Supplied records ->

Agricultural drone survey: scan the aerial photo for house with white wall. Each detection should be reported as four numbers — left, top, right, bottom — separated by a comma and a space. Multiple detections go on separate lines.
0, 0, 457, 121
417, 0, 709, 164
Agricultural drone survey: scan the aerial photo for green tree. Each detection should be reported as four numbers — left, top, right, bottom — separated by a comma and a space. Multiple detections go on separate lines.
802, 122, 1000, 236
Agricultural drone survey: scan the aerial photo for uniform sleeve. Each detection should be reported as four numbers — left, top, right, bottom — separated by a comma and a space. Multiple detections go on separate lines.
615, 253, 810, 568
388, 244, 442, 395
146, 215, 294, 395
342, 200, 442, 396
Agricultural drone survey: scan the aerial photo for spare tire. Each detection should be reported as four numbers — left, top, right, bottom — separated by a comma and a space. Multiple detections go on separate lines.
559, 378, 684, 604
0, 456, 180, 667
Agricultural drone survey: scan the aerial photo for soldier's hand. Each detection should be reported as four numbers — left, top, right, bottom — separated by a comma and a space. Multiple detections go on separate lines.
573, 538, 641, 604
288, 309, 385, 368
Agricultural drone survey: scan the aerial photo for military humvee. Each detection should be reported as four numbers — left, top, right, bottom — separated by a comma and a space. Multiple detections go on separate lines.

Objective ->
Rewrite all of the material above as a numbered list, leaving out any blank lines.

Solution ->
1. Agricultural drone survey: scan the aerial photo for house with white wall. Each detection should be reported as four numbers — left, top, right, bottom — separated by a comma and a space. Multiple detections go on separate lines.
2. 0, 0, 457, 121
3. 417, 0, 709, 164
4. Agricultural drone survey: scan the aerial photo for green tree. Each detection should be reported as four numbers — left, top, right, bottom — separated by a comma and a space. Multiple detections go on separate lines.
5. 802, 122, 1000, 236
6. Agricultural drone survey: scan the aerial photo for uniform sleeve. Each detection should be reported as four numbers — left, top, right, bottom — separated by a comma and a space. Multiple detections go on separate lines.
7. 615, 253, 810, 568
8. 388, 244, 442, 395
9. 146, 215, 294, 395
10. 342, 200, 442, 396
11. Agricultural drone survey: scan the aerial photo for spare tire. Each detection should be reported as four numbers — left, top, right, bottom — separated by a comma and a space. Multiple detections go on separate lines.
12. 559, 378, 684, 604
13. 0, 456, 180, 667
14. Agricultural drone survey: scan the aerial photo for soldier's hand. Each detection should be reported as four numbers — left, top, right, bottom — separated by a comma and a space. Multiple detections go on separate lines.
15. 573, 538, 641, 604
16. 288, 309, 385, 368
17. Agricultural drone survey: scan the aerial photo for military humvee. Each detection should be reported as four numbers — left, top, right, bottom — separated by a comma and a space. Multiple detections go on separate lines.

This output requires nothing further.